In the Nutch configuration text below, list every property key in gora.properties that is set on an uncommented line.

**Text passage:**
◇ ◇ ◇ ◇ ◇

Use this file '${NUTCH_HOME}/conf/nutch-site.xml':
► to configure MongoDB as the GORA backend.
► to configure HTTP agent name.
► to use Nutch with Solr.

<configuration>
    <property>
        <name>storage.data.store.class</name>
        <value>org.apache.gora.mongodb.store.MongoStore</value>
    </property>

    <property>
        <name>http.agent.name</name>
        <value>mtitek nutch</value>
    </property>

    <property>
        <name>plugin.includes</name>
        <value>protocol-http|urlfilter-regex|parse-html|index-(basic|anchor)|indexer-solr|query-(basic|site|url)|response-(json|xml)|summary-basic|scoring-opic|urlnormalizer-(pass|regex|basic)</value>
    </property>
</configuration>

Use this file '${NUTCH_HOME}/conf/gora.properties' to configure MongoDBStore as the default datastore:

############################
# MongoDBStore properties  #
############################
gora.datastore.default=org.apache.gora.mongodb.store.MongoStore
gora.mongodb.override_hadoop_configuration=false
gora.mongodb.mapping.file=/gora-mongodb-mapping.xml
gora.mongodb.servers=localhost:27017
gora.mongodb.db=nutchdb
#gora.mongodb.login=login
#gora.mongodb.secret=secret

Configure Nutch with Solr
This section provide quick instructions on how to configure Nutch with Solr.

◇ ◇ ◇ ◇ ◇

**Labeled shape records:**
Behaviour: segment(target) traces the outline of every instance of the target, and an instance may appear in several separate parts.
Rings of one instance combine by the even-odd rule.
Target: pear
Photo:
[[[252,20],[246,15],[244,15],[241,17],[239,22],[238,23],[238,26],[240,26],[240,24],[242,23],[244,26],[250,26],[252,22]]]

◇ ◇ ◇ ◇ ◇

**Expected answer:**
gora.datastore.default
gora.mongodb.override_hadoop_configuration
gora.mongodb.mapping.file
gora.mongodb.servers
gora.mongodb.db